## Data supplied
——————

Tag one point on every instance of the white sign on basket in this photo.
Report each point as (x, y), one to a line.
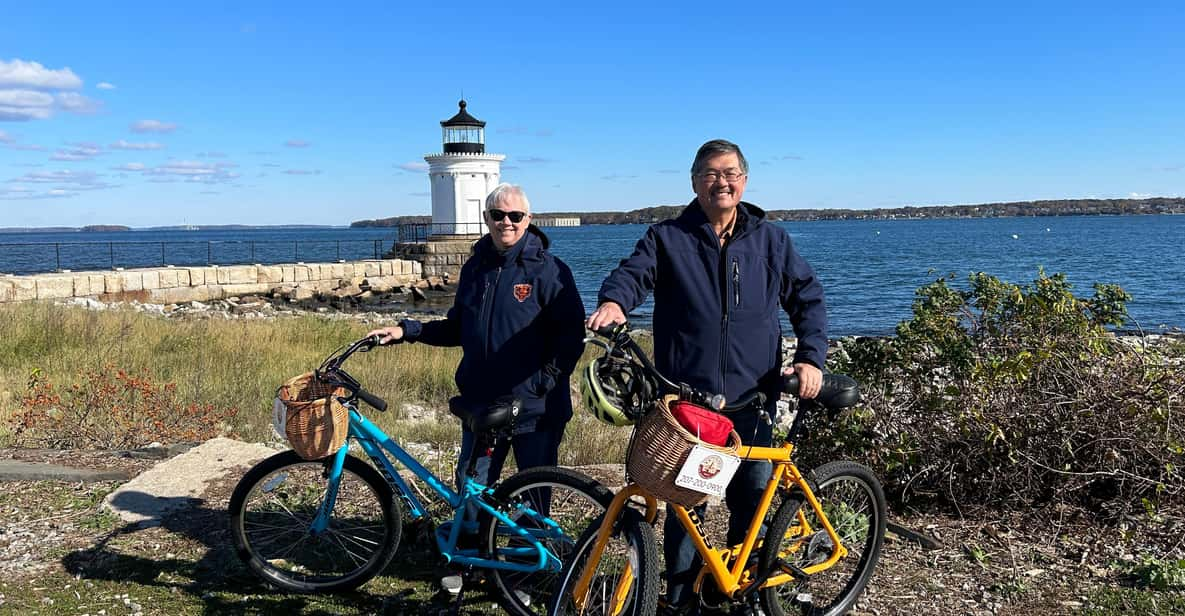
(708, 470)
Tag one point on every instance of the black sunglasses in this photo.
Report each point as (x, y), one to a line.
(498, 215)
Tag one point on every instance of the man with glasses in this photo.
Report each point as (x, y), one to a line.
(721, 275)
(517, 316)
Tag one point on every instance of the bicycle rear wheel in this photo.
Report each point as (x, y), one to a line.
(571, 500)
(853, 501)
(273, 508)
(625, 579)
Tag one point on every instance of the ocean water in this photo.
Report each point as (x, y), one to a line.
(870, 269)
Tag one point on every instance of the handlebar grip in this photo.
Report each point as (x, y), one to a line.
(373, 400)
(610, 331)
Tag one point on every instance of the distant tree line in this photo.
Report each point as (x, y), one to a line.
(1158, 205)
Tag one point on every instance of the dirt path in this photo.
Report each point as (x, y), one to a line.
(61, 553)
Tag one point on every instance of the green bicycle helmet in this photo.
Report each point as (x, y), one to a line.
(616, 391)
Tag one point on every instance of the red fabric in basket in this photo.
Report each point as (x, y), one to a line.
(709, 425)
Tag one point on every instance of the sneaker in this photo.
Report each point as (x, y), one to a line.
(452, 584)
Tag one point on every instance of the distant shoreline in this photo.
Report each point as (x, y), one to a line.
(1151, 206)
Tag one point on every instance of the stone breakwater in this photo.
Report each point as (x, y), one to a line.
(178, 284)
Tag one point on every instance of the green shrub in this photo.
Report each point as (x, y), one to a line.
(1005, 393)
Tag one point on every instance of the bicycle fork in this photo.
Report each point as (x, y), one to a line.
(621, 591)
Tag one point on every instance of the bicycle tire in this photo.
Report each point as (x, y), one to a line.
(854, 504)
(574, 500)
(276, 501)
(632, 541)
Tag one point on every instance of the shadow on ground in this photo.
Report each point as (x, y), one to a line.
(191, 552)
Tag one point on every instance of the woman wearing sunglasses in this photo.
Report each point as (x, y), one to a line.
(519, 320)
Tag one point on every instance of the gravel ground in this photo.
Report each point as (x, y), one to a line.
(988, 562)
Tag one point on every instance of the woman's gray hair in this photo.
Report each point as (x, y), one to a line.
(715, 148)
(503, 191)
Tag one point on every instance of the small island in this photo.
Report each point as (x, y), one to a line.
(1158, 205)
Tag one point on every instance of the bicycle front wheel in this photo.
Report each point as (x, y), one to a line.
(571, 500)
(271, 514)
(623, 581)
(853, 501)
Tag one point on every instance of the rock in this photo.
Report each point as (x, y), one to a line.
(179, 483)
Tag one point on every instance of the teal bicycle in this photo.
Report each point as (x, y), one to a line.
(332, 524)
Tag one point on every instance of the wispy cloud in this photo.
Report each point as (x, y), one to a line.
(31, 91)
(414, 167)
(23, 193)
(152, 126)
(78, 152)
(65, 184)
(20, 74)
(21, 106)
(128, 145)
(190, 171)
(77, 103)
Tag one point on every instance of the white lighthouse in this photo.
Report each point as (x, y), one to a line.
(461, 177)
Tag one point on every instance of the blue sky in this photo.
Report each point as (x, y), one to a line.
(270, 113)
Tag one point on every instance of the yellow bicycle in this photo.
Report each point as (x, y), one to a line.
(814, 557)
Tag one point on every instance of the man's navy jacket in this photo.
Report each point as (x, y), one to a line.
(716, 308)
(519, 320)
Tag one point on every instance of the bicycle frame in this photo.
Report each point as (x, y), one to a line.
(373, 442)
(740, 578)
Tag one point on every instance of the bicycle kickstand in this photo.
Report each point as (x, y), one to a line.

——————

## The task
Print each record exactly as it stands, leaving the images out.

## Solution
Tag one point on every instance of the white sign on basket in this photo.
Report each point as (x, y), one to a line.
(708, 470)
Tag one point on every instance of the black sunglasses in this photo.
Report each point as (x, y), one to a line.
(498, 215)
Tag one point on every instance of the man with glasses in this photo.
Report each point as (x, y), one to a line.
(721, 275)
(517, 316)
Tag one point on every instance of the bicycle rear wheel in this photo.
Report each point as (x, y), one to a line.
(571, 500)
(853, 501)
(273, 508)
(625, 579)
Tag one point on every instance of the ocean water in this photo.
Report each point as (x, y), one to a line.
(870, 269)
Tag one point on every instance of the handlebar grip in this photo.
Report each point as (x, y), one to a line.
(373, 400)
(610, 331)
Tag one point on every instance of the distant tree line in this photo.
Report each point as (x, y), one to a line.
(1158, 205)
Tag one point on every instance of the dirt path in this photo.
Report each point as (x, y), one to a line.
(61, 553)
Tag one point on every instance of the green bicycle helmet in this photo.
Report each point as (x, y), one to a line.
(616, 391)
Tag one point on every instance of the red fabric in basket in this photo.
Report each point as (x, y), one to a line.
(709, 425)
Tag one point on every instance of the sneaker in this photo.
Report each point as (x, y), one to a line.
(452, 584)
Tag one point on every instance of the distant shoreline in this photo.
Report each point as (x, y), one to a line.
(1151, 206)
Tag one point on every instance of the stone breakwater in this photo.
Report each point as (x, y), one to a line.
(178, 284)
Tag one point on every instance of the green shrub in this photo.
Report each point as (x, y), one to a line.
(1005, 393)
Tag one point on every instance of the bicycle fork in this photo.
Report each point as (x, y), one to a line.
(621, 591)
Tag one point on every instance of the bicycle tire in this photo.
Report each point as (x, y), one to a line.
(854, 504)
(574, 500)
(276, 501)
(632, 541)
Tag one point on every instance of the shadow on ground in this photo.
Report each point as (x, y), one to a line.
(191, 552)
Tag one point on every instance of the woman wearing sunglasses in this photo.
Report each point as (x, y), one to a line.
(519, 320)
Tag one point on every instance of the gravel ground in this photo.
Report each point as (x, y), one to a line.
(988, 562)
Tag one point on every instance of the woman's gray hair in this photo.
Report each point as (x, y), one to a line.
(715, 148)
(503, 191)
Tag one point on every instance of the small island in this photo.
Report each point as (x, y), one to a line.
(1158, 205)
Tag one point on every instance of the bicycle front wheel in this photo.
Report each point as (x, y), one to a line.
(571, 500)
(271, 514)
(623, 581)
(853, 501)
Tag one point on every instance of the rock in this photo.
Report each point as (x, y), one to a line.
(179, 483)
Tag one point on every instance of the teal bicycle in this photo.
Report each point as (x, y), one to a line.
(332, 524)
Tag one point on every instance of the wispy cloud in this photo.
Report each point as (x, y), one to a line.
(31, 91)
(414, 167)
(23, 193)
(152, 126)
(78, 152)
(65, 184)
(20, 74)
(21, 106)
(128, 145)
(190, 171)
(77, 103)
Tag one point on every instance of the white lighthouse in this photo.
Report each point as (x, y), one to a line.
(461, 177)
Tag one point on every instance of the blue sky in this photo.
Report each point as (x, y), one to a line.
(270, 113)
Tag one point on every instance of the yellow bicycle in this photo.
Report each point as (x, y), one to a line.
(814, 557)
Tag one point on every instance of the man's navy jacket in this photo.
Report each point as (x, y), one to a line.
(716, 308)
(519, 320)
Tag one point on every instance of the bicycle frame in this photo.
Report each point as (x, y), one to a line.
(373, 442)
(740, 578)
Tag one point on every instance of the bicycle kickstand in this photo.
Report each point as (x, y), one to a line.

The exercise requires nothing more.